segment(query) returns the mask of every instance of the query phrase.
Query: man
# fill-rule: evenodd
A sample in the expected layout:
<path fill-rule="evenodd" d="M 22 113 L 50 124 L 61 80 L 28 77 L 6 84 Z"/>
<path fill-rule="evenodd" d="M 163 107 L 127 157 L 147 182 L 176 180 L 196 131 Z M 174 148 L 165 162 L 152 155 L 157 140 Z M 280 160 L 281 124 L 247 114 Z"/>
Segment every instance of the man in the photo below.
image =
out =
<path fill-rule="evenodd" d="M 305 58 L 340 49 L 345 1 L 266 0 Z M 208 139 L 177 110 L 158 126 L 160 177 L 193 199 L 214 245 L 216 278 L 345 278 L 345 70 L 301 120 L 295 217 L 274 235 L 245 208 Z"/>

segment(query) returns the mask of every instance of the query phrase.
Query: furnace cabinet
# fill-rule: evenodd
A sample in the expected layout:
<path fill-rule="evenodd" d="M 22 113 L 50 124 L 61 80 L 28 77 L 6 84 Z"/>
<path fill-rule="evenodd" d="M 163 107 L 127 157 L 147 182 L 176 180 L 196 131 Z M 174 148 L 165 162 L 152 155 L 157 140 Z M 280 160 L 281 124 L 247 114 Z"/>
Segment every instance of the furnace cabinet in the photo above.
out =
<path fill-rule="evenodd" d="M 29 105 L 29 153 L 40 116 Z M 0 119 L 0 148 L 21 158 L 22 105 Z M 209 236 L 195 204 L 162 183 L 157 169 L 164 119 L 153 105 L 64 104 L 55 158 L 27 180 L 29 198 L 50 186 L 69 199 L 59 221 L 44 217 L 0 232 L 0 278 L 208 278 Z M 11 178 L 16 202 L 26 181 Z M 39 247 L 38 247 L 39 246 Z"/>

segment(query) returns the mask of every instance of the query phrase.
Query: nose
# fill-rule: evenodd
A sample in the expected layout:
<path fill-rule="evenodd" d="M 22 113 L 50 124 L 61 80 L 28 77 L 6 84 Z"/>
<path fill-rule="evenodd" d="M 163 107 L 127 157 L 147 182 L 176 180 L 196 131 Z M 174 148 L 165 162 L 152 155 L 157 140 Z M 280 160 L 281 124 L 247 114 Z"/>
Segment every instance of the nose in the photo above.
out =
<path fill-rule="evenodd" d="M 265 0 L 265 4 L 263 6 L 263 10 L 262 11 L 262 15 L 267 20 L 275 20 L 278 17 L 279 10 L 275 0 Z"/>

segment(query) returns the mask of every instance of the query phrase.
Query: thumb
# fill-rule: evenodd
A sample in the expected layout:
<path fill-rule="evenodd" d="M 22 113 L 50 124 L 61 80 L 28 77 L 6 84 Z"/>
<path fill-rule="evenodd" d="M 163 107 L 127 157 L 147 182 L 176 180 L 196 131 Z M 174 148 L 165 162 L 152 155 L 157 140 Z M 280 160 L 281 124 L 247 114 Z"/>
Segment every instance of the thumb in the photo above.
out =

■ What needs to be done ■
Update the rows from the start through the line holding "305 58 L 340", inclusive, by replacing "instance" with "occurrence" and leaving everything else unchanged. Give back only those lines.

■ Output for this task ■
segment(query) returns the mask of every occurrence of the query phrase.
Query: man
# fill-rule: evenodd
A sample in the expected layout:
<path fill-rule="evenodd" d="M 22 113 L 50 124 L 61 80 L 28 77 L 6 84 Z"/>
<path fill-rule="evenodd" d="M 163 107 L 127 157 L 147 182 L 176 180 L 196 131 Z M 174 148 L 165 162 L 152 155 L 157 140 Z M 280 160 L 281 124 L 247 114 Z"/>
Segment every occurrence of the man in the photo below.
image =
out =
<path fill-rule="evenodd" d="M 305 58 L 340 49 L 345 1 L 266 0 Z M 208 139 L 177 110 L 158 126 L 160 177 L 193 199 L 214 245 L 216 278 L 345 278 L 345 70 L 301 120 L 295 217 L 274 235 L 245 208 Z"/>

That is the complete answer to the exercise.